27 Gedrag

“De liefde kwetst niemands gevoel.”

Hoffelijkheid
De waarde van hoffelijkheid wordt te laag aangeslagen. Velen die een vriendelijke aard hebben, hebben geen vriendelijke omgangsvormen. Velen die door hun eerlijkheid en oprechtheid respect afdwingen, ontbreekt het aan hartelijkheid. Dit gebrek staat hun eigen geluk in de weg en is een beletsel anderen van dienst te zijn. Juist door onnadenkendheid in dit opzicht vallen de prettigste ervaringen in het leven aan deze onhoffelijkheid ten offer.

Vooral ouders en onderwijzers moeten zich toeleggen op blijmoedigheid en hoffelijkheid. Allen kunnen een vriendelijk uiterlijk, een prettige stem, een beleefde manier van doen bezitten en dit zijn inderdaad elementen waarvan kracht uitgaat. Kinderen voelen zich aangetrokken tot mensen die warmte en opgewektheid uitstralen. Weest tegenover hen vriendelijk en innemend en zij zullen tegenover u en onder elkaar dezelfde geest aan de dag leggen.
Regels der etiquette
Ware hoffelijkheid leert men niet door enkel de regels van de etiquette na te volgen. Men moet zich steeds behoorlijk gedragen. Waar beginselvastheid niet in het gedrang komt, zal eerbied voor anderen er toe leiden dat heersende gewoonten worden nagevolgd. Werkelijke beleefdheid eist geen opoffering van beginsel aan vormelijkheid, conventie. Zij kent geen hokjesgeest. Zij leert zelfrespect, eerbied voor de waardigheid van de mens als mens, achting voor elk lid van de mensheid.

Overschatting van vormelijkheid
Het gevaar bestaat dat aan enkel de manieren en vormen een te hoge waarde wordt toegekend, en er te veel tijd aan opvoeding in deze richting wordt besteed. Het inspannende leven dat van de jeugd wordt gevraagd, het harde, vaak onsympathieke werk dat de gewone plichten des levens verlangen en nog meer de bemoeienissen voor de verlichting van ‘s werelds lasten ten aanzien van onwetendheid en rampzaligheid - dat alles laat weinig plaats over voor de beleefdheidsvormen.

Velen die op de etiquette grote nadruk leggen, tonen weinig eerbied voor alles, hoe voortreffelijk ook, wat niet met hun gekunsteld standpunt overeenkomt. Dat is een verkeerde opvoeding. Kritische hovaardij en benepen exclusivisme worden daardoor bevorderd.

[Items uit een labelverzameling]
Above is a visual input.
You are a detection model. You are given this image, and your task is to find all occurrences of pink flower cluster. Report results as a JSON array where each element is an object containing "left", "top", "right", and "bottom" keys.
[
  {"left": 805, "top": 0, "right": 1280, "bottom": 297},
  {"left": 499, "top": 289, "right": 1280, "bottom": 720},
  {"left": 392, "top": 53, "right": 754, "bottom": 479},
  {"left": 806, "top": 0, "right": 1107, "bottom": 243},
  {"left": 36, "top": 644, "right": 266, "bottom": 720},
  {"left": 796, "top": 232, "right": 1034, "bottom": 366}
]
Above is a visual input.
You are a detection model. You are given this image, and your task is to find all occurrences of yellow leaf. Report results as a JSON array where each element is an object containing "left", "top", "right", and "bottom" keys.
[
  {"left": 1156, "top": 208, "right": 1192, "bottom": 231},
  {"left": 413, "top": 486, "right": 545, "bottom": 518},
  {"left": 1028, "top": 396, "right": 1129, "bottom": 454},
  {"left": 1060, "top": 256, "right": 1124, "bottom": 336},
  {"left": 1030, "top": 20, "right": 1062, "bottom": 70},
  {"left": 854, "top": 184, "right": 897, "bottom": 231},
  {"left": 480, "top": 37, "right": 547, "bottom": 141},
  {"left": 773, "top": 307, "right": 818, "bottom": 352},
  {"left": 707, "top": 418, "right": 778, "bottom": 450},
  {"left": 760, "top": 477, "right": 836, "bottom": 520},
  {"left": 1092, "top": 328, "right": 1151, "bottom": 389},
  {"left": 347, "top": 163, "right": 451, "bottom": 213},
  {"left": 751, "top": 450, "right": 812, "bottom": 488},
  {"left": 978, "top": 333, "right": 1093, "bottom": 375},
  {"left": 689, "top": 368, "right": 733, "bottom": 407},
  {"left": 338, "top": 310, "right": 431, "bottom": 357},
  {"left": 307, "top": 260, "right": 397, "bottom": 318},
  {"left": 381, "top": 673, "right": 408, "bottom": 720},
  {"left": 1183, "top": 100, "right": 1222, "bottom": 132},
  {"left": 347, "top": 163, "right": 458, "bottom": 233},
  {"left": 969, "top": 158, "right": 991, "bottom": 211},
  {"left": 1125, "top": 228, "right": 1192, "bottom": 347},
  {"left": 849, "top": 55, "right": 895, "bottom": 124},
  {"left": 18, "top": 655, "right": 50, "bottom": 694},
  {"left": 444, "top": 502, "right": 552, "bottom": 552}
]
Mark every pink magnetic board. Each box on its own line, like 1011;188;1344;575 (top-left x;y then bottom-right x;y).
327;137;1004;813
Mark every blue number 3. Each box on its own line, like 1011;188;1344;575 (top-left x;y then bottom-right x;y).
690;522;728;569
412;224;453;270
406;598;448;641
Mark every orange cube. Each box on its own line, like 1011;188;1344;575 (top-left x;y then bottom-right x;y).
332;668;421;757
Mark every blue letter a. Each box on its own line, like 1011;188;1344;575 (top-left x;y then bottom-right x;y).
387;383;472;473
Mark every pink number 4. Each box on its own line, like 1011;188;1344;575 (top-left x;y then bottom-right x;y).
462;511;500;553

### Opdrachtvereisten
Schrijf het vervolg van de tekst over hoffelijkheid en gedrag, aansluitend op de laatste zin ervan.

### Schriftelijk antwoord
Eerbied voor anderen
Het kenmerk van ware beleefdheid is eerbied voor anderen. De wezenlijke, vruchtdragende opvoeding is die welke het medeleven op een brede basis stelt en algemene vriendelijkheid bevordert. De zogenaamde beschaving die jonge mensen geen eerbied voor hun ouders leert, die hen niet ontvankelijk maakt voor hun goede eigenschappen of verdraagzaam tegenover hun gebreken, en hulpvaardig in hun behoeften; die hen tegenover de jeugd en de ouderdom en de ongelukkigen niet toegewijd en vriendelijk, edelmoedig en hulpvaardig maakt, en beleefd tegen iedereen, is een mislukking. Werkelijke beschaving in gedachten en manieren wordt beter geleerd in de school van de Goddelijke Leraar, dan door het navolgen van gestelde regels. Zijn liefde die bezit neemt van het hart, verleent het karakter die beschaving, waardoor het op den duur gaat harmonieëren met Zijn karakter. Deze opvoeding verleent een hemelse waardigheid en adel.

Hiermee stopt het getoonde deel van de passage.